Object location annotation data

_ _ _ _ _

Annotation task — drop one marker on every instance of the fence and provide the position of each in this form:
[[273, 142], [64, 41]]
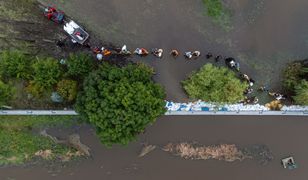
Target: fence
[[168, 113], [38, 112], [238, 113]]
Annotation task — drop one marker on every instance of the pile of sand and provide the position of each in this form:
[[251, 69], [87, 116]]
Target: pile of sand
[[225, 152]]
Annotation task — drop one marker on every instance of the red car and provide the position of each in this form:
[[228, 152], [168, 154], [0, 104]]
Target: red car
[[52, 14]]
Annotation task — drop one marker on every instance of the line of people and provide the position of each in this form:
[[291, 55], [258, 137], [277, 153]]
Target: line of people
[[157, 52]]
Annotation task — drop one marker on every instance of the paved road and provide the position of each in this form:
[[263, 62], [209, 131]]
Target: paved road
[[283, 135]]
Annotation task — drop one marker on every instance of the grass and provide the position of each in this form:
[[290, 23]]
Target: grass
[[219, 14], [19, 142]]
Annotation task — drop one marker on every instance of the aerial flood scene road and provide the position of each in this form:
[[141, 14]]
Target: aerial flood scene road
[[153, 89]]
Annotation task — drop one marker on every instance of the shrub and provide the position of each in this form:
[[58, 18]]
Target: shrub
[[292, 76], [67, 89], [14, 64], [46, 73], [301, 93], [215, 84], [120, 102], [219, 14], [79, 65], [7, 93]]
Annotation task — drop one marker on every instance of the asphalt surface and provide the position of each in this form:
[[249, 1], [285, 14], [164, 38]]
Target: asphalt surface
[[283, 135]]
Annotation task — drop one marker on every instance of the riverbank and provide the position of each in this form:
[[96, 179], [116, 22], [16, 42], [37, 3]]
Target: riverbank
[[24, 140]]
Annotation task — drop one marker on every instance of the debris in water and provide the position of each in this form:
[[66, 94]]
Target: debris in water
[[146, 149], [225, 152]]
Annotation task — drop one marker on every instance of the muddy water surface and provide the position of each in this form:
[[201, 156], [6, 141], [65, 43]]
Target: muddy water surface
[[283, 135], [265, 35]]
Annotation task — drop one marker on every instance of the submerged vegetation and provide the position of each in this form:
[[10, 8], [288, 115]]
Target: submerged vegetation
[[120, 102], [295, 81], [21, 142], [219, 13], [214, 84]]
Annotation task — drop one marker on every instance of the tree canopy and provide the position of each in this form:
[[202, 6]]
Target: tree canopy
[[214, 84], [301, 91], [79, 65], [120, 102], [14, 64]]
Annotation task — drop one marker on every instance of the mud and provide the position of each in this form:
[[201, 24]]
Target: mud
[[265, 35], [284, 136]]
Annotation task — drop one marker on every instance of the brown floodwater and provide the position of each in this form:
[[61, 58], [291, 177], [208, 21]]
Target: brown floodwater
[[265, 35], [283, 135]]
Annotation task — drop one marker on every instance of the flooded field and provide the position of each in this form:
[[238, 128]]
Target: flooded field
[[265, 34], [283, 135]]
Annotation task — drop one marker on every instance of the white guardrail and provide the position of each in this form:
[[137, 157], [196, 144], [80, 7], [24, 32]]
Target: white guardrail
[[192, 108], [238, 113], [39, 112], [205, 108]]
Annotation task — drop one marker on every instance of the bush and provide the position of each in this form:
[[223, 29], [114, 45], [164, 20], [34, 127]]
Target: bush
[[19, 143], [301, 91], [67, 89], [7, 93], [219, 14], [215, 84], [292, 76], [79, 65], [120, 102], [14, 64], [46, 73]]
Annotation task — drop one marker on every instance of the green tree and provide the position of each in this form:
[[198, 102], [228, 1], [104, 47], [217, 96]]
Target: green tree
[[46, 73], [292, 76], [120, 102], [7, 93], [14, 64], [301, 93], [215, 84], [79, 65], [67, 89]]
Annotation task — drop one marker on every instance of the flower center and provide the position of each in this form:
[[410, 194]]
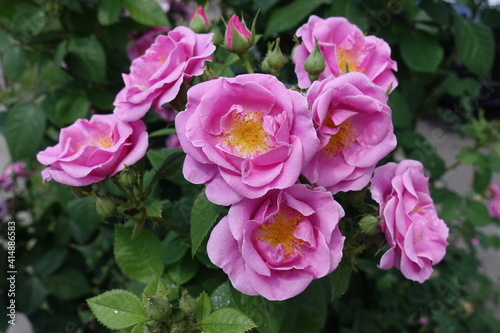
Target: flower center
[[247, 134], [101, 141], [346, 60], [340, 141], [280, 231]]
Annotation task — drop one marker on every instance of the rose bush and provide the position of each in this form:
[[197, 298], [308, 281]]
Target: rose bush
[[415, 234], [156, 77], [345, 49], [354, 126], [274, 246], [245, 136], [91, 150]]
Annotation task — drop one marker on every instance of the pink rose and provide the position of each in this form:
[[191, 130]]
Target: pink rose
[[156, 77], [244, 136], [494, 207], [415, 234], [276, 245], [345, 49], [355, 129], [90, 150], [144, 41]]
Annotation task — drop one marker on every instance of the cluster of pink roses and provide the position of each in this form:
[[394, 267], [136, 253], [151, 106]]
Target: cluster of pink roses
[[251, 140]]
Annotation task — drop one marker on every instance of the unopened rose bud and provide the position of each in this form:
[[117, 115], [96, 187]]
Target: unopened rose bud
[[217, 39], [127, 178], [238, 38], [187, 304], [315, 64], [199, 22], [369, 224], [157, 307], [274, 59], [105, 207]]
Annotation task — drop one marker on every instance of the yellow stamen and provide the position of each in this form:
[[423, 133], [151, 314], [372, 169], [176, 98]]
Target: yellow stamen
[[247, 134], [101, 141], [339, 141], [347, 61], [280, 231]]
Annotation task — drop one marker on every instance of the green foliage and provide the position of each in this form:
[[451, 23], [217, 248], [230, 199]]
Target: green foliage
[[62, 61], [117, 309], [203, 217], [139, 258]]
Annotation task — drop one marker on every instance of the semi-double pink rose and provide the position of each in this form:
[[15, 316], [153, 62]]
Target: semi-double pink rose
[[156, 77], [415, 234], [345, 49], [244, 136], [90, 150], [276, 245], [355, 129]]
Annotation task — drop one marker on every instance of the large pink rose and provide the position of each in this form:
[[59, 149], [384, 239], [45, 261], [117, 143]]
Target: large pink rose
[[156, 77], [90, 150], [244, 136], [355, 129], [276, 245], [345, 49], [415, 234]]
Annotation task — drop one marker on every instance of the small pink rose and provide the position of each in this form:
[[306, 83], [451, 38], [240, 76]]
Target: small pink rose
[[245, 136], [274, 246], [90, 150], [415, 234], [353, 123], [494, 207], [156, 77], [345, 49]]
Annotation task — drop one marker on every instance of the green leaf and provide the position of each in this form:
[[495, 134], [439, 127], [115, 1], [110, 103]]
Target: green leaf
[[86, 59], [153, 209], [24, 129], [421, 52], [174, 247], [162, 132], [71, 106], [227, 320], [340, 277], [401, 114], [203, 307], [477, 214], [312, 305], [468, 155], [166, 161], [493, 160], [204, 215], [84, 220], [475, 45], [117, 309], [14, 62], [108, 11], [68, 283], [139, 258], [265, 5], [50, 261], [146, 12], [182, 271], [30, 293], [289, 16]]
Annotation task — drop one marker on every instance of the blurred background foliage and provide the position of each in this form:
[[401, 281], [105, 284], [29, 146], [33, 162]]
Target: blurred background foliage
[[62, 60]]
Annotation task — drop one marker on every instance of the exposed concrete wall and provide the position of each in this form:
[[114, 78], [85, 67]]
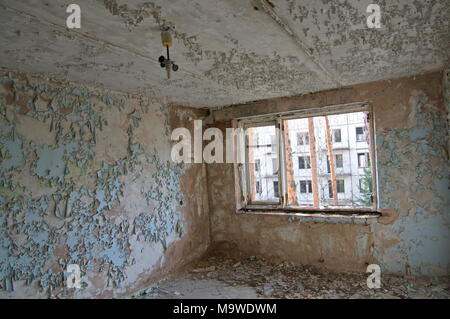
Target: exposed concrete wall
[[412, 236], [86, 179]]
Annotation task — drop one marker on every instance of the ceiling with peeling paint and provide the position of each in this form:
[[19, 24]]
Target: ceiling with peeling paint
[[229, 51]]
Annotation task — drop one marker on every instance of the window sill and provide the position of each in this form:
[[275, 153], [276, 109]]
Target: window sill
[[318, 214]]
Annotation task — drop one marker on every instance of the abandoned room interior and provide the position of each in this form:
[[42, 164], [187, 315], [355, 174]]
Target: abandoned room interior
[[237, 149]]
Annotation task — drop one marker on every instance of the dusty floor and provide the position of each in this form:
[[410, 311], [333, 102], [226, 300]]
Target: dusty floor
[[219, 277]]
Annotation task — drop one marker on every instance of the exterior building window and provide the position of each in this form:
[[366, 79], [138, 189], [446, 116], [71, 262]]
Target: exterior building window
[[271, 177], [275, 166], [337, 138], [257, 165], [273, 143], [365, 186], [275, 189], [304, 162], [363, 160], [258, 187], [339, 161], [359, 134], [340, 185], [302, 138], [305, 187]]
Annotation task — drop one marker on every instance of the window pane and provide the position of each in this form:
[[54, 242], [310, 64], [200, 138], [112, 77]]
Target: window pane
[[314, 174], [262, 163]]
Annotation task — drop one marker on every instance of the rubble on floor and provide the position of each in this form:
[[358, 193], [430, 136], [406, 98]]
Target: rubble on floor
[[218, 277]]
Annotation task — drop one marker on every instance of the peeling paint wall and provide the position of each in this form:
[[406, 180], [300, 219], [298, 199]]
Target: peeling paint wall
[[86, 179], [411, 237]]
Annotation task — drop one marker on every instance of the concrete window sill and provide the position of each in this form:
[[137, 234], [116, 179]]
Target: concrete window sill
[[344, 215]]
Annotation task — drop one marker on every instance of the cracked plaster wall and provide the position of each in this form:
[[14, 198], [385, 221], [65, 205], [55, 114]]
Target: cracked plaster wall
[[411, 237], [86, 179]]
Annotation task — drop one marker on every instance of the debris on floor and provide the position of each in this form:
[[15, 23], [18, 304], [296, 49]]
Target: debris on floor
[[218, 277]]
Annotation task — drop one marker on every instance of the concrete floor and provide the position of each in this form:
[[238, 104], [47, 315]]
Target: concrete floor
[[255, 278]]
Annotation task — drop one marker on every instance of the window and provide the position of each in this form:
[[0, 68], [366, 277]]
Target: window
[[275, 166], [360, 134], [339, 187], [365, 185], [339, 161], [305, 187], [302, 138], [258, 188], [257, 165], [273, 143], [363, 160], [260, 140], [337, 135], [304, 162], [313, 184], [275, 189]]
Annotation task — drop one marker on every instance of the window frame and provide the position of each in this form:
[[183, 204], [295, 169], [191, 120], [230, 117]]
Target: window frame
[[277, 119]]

_ _ _ _ _

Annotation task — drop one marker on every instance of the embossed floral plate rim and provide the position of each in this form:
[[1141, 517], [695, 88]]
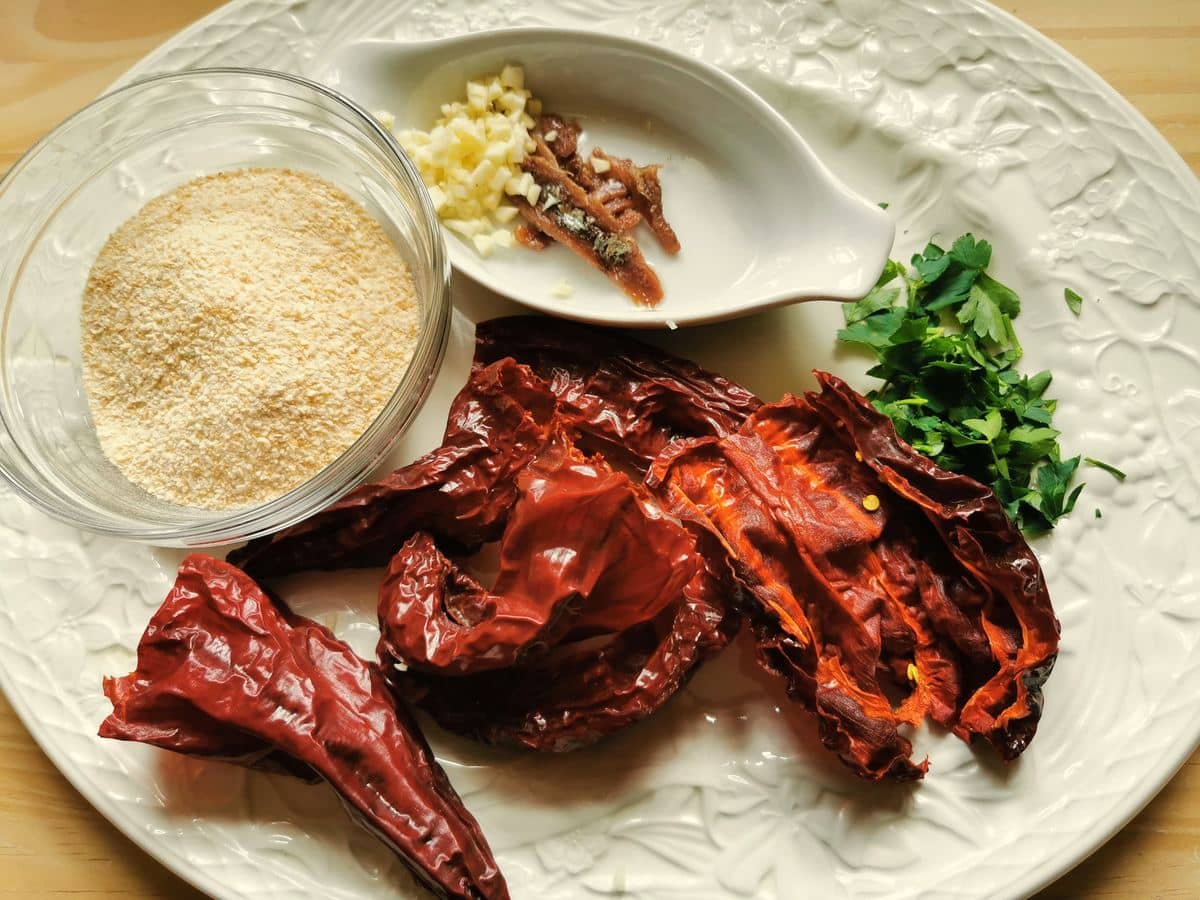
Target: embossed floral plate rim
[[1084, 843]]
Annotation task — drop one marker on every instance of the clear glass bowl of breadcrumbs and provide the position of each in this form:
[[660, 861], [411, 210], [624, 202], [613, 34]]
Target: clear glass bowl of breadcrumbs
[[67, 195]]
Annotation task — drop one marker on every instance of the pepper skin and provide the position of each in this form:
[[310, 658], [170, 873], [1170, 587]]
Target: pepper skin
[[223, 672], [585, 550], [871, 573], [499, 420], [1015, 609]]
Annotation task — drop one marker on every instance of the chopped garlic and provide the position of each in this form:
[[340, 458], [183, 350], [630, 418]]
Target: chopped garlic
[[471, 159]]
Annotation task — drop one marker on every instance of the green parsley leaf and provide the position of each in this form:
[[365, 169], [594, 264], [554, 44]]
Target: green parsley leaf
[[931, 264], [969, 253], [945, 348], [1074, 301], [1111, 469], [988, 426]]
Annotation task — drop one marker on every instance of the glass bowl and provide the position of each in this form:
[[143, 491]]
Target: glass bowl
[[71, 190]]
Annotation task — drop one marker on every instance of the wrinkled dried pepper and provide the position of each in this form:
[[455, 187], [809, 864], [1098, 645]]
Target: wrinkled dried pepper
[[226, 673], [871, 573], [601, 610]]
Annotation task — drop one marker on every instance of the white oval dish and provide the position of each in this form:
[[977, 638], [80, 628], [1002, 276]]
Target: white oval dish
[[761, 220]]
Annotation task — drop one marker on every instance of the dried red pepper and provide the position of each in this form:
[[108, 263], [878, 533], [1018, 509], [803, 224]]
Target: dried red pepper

_ _ _ _ _

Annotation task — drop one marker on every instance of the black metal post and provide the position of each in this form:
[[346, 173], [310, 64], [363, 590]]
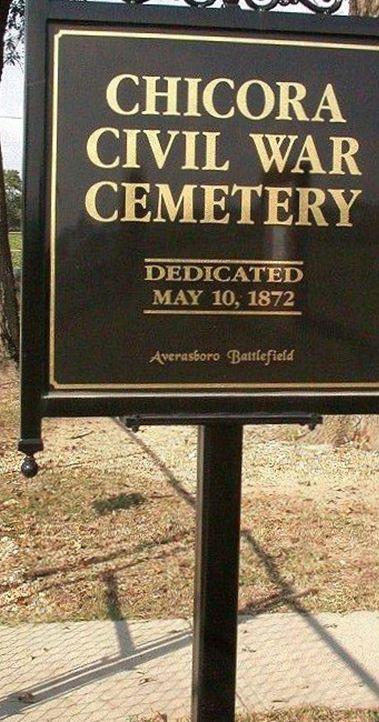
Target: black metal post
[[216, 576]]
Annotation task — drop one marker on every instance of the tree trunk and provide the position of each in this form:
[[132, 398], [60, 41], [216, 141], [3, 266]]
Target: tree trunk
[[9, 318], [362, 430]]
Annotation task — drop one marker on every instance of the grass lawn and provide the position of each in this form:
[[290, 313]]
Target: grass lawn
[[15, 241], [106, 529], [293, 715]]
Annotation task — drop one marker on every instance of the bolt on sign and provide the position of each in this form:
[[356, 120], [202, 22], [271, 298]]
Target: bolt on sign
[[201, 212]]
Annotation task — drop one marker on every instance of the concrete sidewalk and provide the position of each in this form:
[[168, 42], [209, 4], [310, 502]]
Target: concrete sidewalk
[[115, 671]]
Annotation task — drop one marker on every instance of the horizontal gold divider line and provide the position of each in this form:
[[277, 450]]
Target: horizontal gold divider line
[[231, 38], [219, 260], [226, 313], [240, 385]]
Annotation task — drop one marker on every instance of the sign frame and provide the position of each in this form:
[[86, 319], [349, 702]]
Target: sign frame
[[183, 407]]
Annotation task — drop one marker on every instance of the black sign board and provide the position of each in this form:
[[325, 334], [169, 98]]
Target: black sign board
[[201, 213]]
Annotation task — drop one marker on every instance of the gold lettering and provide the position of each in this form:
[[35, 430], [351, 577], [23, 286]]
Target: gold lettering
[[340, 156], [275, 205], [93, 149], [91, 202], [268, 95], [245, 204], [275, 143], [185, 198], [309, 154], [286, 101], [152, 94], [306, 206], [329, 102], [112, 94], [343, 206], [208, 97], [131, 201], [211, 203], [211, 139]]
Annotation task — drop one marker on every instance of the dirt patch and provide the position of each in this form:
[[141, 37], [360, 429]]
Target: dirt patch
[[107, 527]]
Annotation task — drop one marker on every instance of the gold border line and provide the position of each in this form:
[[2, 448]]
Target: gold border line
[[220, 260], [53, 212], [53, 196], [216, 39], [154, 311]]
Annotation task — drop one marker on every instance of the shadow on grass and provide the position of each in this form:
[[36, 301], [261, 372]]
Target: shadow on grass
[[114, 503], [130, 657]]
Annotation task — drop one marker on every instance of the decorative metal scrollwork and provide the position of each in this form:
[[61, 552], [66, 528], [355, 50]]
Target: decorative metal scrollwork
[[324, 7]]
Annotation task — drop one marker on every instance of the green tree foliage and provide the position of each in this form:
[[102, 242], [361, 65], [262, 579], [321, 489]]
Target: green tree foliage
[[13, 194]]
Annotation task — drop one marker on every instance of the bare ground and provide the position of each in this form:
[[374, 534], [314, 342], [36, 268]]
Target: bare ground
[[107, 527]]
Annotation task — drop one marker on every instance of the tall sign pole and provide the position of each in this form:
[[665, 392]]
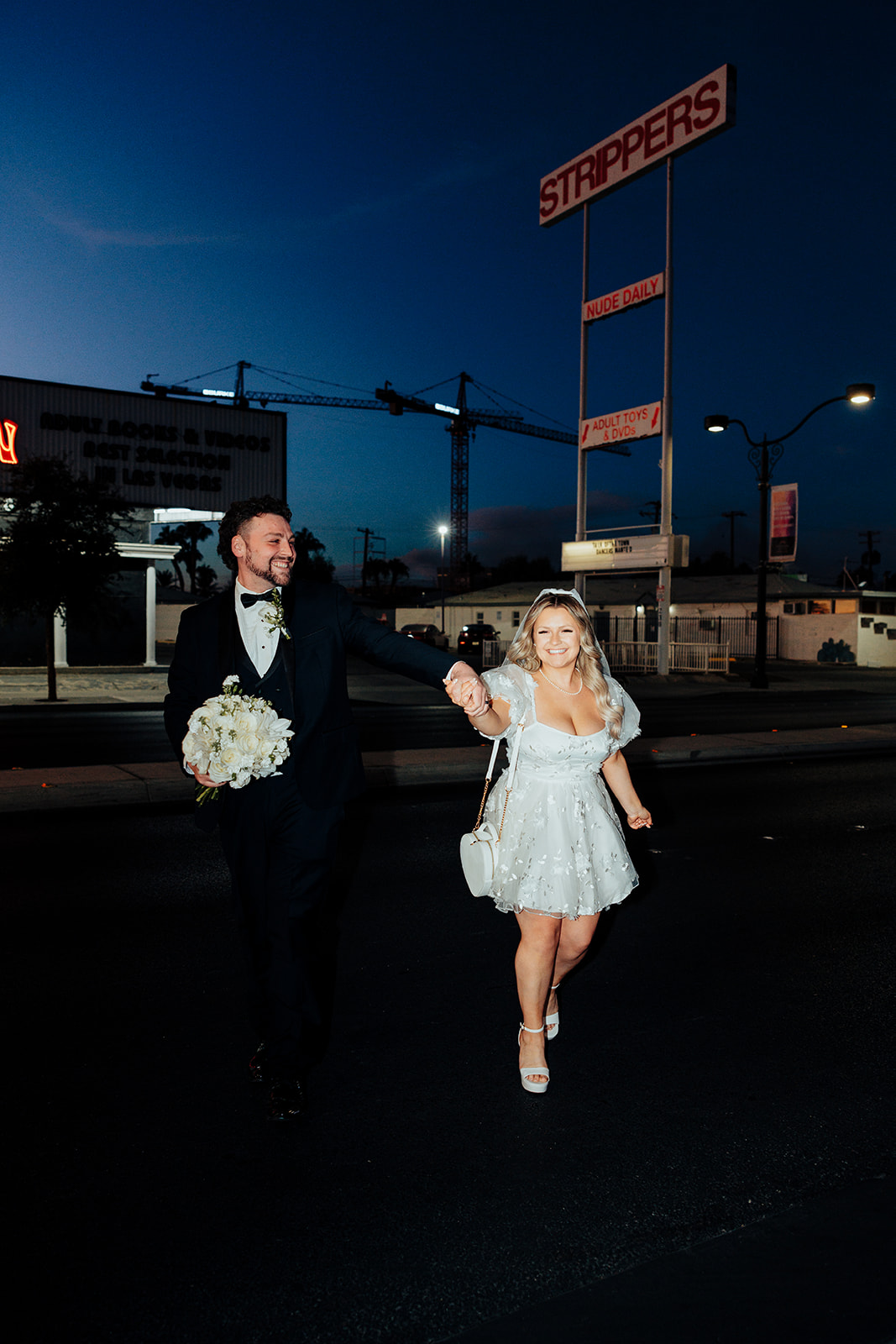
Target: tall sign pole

_ _ _ _ _

Problem> Present the data as a Markdown table with the columns Row and Line. Begin at the line containing "of the exposed" and continue through the line containing "[[318, 214]]", omitting blank lines and pictures.

Answer>
| Row | Line |
|---|---|
| 1 | Annotation task — drop one marker on every instance of the exposed concrete wall and provide the position of each in this form: |
| 2 | [[114, 78], [85, 67]] |
| 3 | Target: exposed concrete wall |
| 4 | [[412, 236], [86, 179]] |
| 5 | Annotation task — drop one marker on every instance of the ceiling with peeling paint and provide the position of each in this form: |
| 6 | [[19, 24]] |
| 7 | Target: ceiling with peeling paint |
| 8 | [[229, 51]] |
| 9 | Annotation task — drop one marker on every instance of the window sill and provide the position of each in this form: |
| 10 | [[275, 153], [276, 109]] |
| 11 | Target: window sill |
| 12 | [[318, 214]] |